Las Vegas Sun

April 25, 2024

Pet therapy for owners

So here's a question. If you pay to have testicle implants for your dog, or psychic readings for your horse, which of you is supposed to feel better? You, or your pet?

Jacy Sparkman will tell you he spent $400 on testicle implants for his pit bull, Methuselah, to spare the dog the shame of neutering.

And while it's hard to say whether Methuselah would have been too embarrassed to mingle at the dog park without the prosthesis, Sparkman certainly feels better about it.

Sparkman is one of many Las Vegas pet owners who pay for animal specialists, surgeons and psychics so they can have their own insecurities assuaged, a vicarious therapy that comes from the opposite end of the leash.

To neuter his pet without cutting his pride, or the dog's, Sparkman had Methuselah equipped with Neuticles, synthetic testicles designed to fill the void left by veterinarians and felt dearly by dog owners.

Veterinarian Mark Claus spent 20 minutes neutering Methuselah, putting in Neuticles where once there were testicles. The dog didn't seem to make much of the silicone implants, but Sparkman did - part of the pit bull cache comes from owning a dog that's deadly, and owners sometimes feel neutering means losing an aesthetic they've invested themselves in.

"It wouldn't even enter into a girl's mind," Sparkman said. "But a guy's always thinking, we've got to cut them off?"

Claus installs Neuticles once or twice a year. Sometimes clients push for bigger prosthesis than necessary. Typically, they own Rottweilers or pit bulls. "We're not doing your cute little Shih Tzus or poodles," he said.

Testicle implants may exist only in the most macho realm of animal affairs, though there's a procedure and practitioner for every animal lover hoping to pacify or paint themselves in their pet's image.

Beverly Hills, Calif., veterinarian Alan Shulman won't give dogs Neuticles - he thinks they're needlessly cosmetic - but will perform puppy nose jobs, breast reductions and face-lifts.

The pet plastic surgery procedures, Shulman says, are about improving an animal's physical health - dogs who can't see through their wrinkles sometimes benefit from a $1,000 eyelift while cats who have constant urinary infections are often improved after a $1,500 vaginal rejuvenation, Shulman said.

"If you're an ethical vet, you're not doing it for vanity," Shulman said. "Some dogs have such pendulous lips that they're constantly wet or irritated and people don't even want to pet their own dog because they get a handful of slobber."

The veterinarian insists pet plastic surgery isn't about making a 12-year-old dog look 6 again, but does acknowledge it's a realm of animal care that caters almost exclusively to the wealthy.

* DATASET CONTENT
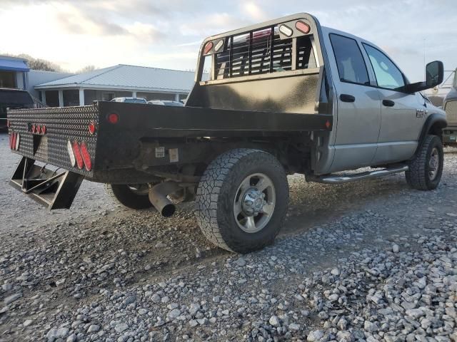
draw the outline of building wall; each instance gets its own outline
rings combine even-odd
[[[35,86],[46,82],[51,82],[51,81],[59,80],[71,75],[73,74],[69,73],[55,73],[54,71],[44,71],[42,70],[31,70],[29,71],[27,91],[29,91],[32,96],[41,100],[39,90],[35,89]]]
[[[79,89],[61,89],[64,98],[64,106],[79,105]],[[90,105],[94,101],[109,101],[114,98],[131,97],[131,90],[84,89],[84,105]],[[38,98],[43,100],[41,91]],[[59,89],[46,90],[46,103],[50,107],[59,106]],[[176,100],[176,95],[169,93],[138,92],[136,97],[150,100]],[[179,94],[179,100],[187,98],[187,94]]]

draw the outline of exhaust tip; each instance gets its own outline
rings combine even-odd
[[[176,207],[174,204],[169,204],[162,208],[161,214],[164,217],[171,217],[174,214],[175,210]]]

==

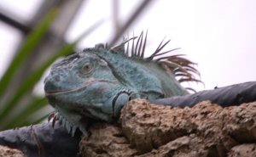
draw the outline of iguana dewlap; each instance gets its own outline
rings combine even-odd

==

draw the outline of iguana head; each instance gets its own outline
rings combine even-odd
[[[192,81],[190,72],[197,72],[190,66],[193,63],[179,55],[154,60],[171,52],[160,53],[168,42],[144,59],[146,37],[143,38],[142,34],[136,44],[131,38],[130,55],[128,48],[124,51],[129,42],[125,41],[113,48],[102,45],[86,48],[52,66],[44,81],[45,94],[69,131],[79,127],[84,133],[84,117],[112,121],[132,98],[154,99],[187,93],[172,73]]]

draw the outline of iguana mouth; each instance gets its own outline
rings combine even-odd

* TASK SET
**a.** In the pet therapy article, what did Jacy Sparkman pay for testicle implants for his pit bull?
**b.** Continue the article on pet therapy for owners, picking up after its last sentence.

* RESPONSE LIST
**a.** $400

**b.**
Shulman culls his clients from Hollywood's red carpet and won't name names, but cites, as an example, a young actor who rescues an aging, overbred female dog from the pound. The dog may have prohibitively pendulous breast tissue that Shulman can lift, even sculpt, out of the way.

The surgery isn't about making the dog look better for the owner's sake, Shulman says, although paying thousands of dollars to nip and tuck a mutt that just dodged euthanasia might be its own form of self-serving altruism.

Dog owners that request Neuticles, Shulman notes, often seem to be the same men who drive very expensive sports cars.

"Where do you draw the line as far as necessary procedures versus excessive? I think that line is a very gray zone," Shulman said.

Terri Jay began working with animals more than 10 years ago and learned quickly that pet problems are often people problems. The Reno-based pet psychic only wanted to do readings on animals, but found the pet owners' issues were folding into her practice, which consists of in-person and phone consultation.

According to Jay, who has performed psychic readings on tigers, rats, hamsters and horses, animals manifest their owners.

"Sometimes my (psychic) guides will just shake their head at the animal and say, 'No, not there,' and I'm led right back to the person," Jay said.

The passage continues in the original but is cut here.